### Given records
((

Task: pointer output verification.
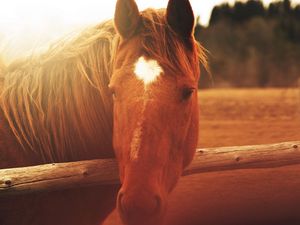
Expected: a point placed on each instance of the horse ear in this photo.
(127, 17)
(180, 17)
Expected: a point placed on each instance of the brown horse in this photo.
(129, 93)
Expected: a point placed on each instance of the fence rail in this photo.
(50, 177)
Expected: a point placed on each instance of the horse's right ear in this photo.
(127, 17)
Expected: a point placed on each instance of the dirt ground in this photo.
(230, 117)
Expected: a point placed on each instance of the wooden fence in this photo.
(56, 176)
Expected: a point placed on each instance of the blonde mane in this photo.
(60, 98)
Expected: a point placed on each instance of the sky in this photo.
(27, 24)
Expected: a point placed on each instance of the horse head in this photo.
(154, 86)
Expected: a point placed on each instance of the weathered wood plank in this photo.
(51, 177)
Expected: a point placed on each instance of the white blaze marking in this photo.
(147, 71)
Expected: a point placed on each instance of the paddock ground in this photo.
(231, 117)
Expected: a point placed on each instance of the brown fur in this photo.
(57, 107)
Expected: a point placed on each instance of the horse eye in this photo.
(112, 91)
(187, 93)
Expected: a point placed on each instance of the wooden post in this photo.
(57, 176)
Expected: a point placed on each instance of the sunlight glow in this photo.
(147, 70)
(26, 25)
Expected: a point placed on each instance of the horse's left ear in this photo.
(180, 17)
(127, 17)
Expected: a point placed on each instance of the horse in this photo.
(126, 88)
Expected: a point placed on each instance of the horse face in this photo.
(155, 110)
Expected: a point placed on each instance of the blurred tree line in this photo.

))

### Instructions for the task
After locating the line that contains "Expected: a point placed on each instance of the horse in", output it and the remaining lines of the material above, exactly as they read.

### Answer space
Expected: a point placed on each instance of the horse in this photo.
(126, 88)
Expected: a point placed on each instance of the horse face in this photo.
(155, 110)
Expected: a point placed on each instance of the blurred tree line in this photo.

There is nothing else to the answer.